Copy the lines of the records below exactly, from the line containing "Locate the parked" through the last line of the records, both included.
____
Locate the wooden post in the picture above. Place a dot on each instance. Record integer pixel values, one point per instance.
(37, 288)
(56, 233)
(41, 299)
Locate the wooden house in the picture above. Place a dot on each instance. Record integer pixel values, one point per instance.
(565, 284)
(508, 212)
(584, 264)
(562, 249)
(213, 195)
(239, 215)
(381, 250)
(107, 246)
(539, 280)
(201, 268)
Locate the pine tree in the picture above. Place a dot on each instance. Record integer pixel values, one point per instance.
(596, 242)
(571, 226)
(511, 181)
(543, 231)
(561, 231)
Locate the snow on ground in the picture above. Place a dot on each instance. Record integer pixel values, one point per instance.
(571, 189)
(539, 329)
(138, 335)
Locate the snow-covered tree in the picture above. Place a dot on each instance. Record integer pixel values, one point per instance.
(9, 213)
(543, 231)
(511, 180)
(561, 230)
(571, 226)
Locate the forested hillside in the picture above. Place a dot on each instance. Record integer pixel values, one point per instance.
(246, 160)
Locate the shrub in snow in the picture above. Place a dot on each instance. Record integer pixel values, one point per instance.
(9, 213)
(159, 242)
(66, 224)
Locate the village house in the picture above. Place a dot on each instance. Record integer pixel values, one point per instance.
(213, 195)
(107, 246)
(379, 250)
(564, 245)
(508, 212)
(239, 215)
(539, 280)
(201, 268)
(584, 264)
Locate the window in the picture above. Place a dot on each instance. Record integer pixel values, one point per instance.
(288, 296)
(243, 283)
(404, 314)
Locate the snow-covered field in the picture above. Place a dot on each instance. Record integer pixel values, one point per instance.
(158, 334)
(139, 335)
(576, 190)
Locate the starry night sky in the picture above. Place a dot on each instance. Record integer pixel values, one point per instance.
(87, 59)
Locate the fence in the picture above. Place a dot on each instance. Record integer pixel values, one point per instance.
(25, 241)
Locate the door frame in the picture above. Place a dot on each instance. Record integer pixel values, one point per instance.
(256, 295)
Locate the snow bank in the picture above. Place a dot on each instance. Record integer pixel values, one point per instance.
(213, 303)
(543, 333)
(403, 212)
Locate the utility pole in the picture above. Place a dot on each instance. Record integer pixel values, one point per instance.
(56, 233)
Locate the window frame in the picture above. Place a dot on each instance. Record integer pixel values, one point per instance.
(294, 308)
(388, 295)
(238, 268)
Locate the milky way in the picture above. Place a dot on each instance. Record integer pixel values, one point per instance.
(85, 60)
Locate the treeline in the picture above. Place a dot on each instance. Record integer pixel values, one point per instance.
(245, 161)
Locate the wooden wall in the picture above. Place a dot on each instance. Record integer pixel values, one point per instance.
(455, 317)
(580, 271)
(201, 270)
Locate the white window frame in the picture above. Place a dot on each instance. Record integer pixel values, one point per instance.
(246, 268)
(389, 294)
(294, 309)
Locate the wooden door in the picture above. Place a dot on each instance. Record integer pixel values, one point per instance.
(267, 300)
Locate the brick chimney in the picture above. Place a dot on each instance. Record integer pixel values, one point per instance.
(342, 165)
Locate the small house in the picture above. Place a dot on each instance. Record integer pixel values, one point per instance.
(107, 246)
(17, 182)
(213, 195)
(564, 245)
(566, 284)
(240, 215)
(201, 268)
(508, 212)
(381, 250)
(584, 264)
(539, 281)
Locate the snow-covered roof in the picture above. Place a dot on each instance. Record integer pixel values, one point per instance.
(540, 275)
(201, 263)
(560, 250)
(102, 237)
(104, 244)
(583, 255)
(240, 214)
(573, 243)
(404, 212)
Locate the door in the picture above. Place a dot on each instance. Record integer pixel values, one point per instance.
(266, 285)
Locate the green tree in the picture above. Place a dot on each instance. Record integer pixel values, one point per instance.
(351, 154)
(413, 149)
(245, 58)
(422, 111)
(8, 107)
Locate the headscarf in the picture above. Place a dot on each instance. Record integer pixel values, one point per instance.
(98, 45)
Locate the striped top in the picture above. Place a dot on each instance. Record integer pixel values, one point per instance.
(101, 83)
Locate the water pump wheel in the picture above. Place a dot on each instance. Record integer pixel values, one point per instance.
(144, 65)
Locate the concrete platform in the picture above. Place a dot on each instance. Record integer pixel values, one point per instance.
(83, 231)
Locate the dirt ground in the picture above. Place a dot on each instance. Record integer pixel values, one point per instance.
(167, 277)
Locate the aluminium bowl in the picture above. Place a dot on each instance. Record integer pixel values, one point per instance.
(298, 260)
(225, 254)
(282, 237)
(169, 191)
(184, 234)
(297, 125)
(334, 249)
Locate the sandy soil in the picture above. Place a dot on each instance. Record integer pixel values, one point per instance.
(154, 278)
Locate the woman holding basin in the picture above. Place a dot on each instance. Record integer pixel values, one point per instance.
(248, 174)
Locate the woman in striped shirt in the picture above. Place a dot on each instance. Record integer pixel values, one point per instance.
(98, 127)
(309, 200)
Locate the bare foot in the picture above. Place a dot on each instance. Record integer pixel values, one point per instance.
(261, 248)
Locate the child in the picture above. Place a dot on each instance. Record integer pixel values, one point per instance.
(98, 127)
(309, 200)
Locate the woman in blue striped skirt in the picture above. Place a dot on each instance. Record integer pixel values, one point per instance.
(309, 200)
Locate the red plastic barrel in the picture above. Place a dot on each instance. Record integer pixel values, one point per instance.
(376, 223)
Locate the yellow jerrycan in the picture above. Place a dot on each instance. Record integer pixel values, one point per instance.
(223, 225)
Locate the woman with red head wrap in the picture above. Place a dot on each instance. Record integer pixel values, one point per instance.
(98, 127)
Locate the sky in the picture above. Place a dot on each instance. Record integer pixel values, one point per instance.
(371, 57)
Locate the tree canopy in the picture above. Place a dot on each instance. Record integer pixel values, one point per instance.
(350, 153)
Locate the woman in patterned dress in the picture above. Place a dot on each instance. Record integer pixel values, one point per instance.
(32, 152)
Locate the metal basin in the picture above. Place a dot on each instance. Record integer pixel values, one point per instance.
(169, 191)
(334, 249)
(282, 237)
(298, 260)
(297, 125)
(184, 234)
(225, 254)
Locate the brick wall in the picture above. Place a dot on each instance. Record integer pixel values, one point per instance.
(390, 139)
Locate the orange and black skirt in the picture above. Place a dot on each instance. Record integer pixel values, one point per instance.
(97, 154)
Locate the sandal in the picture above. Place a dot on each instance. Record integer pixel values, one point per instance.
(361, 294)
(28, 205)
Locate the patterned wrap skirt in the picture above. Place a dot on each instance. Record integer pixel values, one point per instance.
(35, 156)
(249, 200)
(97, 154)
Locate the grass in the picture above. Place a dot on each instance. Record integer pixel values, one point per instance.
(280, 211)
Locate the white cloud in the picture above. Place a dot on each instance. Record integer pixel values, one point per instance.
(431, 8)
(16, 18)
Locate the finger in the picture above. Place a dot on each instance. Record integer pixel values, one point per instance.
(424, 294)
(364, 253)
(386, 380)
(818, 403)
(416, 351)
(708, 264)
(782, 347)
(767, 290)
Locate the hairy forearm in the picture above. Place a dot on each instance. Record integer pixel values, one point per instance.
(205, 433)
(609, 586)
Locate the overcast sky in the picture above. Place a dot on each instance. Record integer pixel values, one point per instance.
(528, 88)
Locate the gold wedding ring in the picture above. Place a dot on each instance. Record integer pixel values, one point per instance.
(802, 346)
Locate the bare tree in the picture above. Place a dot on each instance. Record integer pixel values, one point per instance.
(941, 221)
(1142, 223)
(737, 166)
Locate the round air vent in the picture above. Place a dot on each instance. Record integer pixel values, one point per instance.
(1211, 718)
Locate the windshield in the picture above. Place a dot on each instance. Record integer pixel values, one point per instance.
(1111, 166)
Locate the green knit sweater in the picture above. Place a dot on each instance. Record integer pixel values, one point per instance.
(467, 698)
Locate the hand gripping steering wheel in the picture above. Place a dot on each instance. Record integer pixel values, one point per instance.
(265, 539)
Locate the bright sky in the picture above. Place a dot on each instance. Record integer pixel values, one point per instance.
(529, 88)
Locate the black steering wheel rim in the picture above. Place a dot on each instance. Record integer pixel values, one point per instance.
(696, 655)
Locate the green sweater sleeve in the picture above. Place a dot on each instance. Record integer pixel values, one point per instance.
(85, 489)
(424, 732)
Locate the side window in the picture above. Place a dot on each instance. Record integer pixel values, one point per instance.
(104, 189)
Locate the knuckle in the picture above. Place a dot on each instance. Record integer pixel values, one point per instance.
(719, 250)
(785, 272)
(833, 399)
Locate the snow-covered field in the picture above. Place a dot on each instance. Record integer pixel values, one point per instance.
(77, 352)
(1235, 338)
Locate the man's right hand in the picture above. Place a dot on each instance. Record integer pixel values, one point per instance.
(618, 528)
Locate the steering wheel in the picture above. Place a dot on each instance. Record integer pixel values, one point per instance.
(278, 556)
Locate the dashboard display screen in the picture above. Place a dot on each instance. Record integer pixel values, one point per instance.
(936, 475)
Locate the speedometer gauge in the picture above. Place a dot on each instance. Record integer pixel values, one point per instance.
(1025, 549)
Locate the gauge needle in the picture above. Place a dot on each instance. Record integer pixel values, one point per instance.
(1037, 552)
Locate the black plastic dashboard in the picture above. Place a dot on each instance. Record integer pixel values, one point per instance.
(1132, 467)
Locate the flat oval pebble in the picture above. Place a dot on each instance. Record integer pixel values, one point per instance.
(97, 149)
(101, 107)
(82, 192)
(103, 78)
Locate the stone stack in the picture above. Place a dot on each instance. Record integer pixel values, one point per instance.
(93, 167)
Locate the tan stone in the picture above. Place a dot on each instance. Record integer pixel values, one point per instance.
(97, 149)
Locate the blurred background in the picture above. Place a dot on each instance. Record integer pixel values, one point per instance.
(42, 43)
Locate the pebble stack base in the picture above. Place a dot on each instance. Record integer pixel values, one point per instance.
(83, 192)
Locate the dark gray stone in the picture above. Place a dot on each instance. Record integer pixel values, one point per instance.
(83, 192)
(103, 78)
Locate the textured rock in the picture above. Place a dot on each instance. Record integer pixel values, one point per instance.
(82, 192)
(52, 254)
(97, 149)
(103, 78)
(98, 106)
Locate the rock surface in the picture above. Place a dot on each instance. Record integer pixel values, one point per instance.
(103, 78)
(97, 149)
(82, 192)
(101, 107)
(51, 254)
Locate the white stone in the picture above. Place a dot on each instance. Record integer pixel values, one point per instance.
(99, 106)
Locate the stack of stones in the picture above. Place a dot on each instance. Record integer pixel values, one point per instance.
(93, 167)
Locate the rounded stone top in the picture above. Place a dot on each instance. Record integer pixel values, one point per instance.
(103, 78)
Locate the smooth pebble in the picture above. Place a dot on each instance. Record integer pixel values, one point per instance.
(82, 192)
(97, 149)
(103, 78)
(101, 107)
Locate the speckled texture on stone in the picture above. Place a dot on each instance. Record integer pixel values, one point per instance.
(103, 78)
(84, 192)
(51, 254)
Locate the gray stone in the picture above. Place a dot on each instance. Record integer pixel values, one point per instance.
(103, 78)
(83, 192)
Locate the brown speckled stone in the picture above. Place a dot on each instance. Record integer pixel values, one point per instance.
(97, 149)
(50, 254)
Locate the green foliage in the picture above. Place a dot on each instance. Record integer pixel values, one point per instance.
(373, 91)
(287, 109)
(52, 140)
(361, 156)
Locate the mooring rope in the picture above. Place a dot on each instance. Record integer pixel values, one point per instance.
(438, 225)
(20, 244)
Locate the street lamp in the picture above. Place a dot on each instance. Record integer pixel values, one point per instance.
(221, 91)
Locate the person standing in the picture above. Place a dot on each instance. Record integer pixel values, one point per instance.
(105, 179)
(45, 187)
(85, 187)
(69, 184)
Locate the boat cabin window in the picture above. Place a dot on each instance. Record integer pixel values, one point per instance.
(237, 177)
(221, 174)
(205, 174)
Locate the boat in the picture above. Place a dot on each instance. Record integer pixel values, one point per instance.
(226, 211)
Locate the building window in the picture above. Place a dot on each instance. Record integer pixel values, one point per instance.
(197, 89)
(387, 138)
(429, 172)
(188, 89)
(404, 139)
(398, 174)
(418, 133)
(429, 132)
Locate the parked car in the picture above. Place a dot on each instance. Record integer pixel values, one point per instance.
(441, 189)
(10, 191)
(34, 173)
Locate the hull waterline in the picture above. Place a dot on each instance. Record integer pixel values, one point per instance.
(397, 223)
____
**EXERCISE RESPONSE**
Locate the parked car in the picture above. Place a dot on each instance. Record integer pixel values, one point per instance.
(441, 189)
(10, 191)
(34, 173)
Locate the hull waterline in the picture above. Place a dot on each instance. Record integer pixel values, one point per instance.
(397, 223)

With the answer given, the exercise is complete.